**What to do:** Exactly the lines from the beginning of the material to the line with "Phrase -- marble countertop" are to be repeated, both ends included.

**Raw data:**
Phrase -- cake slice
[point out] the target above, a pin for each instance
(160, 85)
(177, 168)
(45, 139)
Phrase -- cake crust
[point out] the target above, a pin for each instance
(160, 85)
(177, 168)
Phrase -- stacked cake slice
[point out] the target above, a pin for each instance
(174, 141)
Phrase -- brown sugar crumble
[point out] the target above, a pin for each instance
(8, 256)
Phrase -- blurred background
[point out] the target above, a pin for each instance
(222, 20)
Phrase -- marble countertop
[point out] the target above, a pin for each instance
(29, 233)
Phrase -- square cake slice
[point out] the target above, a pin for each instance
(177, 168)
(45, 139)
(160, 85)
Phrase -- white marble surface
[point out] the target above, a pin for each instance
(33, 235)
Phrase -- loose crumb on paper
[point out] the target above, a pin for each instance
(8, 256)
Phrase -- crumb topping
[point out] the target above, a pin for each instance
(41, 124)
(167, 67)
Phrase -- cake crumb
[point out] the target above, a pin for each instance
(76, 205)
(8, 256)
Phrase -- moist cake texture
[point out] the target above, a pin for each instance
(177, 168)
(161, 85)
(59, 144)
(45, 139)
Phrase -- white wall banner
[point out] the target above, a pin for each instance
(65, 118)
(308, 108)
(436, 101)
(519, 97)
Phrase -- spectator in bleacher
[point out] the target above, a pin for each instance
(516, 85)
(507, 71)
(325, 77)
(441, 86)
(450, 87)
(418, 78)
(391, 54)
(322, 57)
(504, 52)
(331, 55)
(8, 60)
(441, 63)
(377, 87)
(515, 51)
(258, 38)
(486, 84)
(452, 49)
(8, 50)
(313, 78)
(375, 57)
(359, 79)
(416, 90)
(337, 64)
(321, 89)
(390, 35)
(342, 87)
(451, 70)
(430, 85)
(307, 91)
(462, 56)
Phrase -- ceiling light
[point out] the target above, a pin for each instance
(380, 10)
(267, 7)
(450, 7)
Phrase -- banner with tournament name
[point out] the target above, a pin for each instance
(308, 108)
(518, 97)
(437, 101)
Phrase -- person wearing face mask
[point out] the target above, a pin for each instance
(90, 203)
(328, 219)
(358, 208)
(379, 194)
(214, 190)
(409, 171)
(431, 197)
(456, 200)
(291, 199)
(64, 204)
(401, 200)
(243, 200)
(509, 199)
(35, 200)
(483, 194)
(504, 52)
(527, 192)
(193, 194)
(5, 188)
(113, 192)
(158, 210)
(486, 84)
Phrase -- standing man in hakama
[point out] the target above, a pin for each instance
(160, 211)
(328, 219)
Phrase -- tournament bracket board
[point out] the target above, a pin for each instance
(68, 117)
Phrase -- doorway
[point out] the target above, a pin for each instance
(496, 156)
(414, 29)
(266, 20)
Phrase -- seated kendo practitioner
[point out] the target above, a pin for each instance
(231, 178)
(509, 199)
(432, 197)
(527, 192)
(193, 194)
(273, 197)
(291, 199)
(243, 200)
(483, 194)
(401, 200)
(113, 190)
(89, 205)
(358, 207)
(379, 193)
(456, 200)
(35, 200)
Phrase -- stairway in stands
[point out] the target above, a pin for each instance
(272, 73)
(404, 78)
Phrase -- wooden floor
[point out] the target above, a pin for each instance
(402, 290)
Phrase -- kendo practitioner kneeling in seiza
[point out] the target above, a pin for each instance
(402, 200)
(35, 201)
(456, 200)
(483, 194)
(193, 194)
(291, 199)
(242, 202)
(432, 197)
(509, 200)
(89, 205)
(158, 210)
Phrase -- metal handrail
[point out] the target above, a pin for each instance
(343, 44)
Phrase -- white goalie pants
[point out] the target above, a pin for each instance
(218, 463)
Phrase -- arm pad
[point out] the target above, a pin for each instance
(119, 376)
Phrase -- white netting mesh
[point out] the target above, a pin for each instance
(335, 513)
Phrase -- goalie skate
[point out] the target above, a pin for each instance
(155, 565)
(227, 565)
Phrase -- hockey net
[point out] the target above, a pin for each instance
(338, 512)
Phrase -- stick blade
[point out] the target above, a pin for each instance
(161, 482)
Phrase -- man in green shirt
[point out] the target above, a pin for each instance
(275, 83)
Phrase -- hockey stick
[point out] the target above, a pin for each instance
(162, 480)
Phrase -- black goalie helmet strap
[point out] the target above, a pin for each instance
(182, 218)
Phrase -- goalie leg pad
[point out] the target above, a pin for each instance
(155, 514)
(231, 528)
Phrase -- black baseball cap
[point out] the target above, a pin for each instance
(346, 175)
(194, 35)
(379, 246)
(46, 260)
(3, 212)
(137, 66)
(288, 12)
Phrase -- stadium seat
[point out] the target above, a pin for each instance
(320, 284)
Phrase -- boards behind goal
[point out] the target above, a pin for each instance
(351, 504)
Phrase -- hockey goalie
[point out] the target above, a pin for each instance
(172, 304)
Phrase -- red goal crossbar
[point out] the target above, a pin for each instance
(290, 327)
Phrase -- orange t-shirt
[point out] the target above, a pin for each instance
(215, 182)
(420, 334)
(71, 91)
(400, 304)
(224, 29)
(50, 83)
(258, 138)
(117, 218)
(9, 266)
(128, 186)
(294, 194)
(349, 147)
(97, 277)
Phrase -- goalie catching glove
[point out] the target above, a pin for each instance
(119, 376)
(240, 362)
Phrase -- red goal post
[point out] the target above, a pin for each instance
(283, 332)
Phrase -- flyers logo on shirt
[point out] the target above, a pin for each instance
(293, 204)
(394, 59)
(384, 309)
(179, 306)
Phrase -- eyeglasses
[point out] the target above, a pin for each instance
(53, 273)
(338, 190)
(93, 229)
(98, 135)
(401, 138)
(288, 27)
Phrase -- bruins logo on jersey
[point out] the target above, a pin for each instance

**Task answer:**
Phrase -- cake slice
[point out] the target above, a pin for each instance
(160, 85)
(177, 168)
(45, 139)
Phrase -- cake crust
[point out] the target above, a pin for each instance
(160, 85)
(177, 168)
Phrase -- stacked cake slice
[point out] the target above, a pin for each instance
(174, 141)
Phrase -- brown sugar crumble
[point out] the target above, a pin for each instance
(8, 256)
Phrase -- blurred background
[point out] the target above, a pin for each instance
(222, 20)
Phrase -- marble countertop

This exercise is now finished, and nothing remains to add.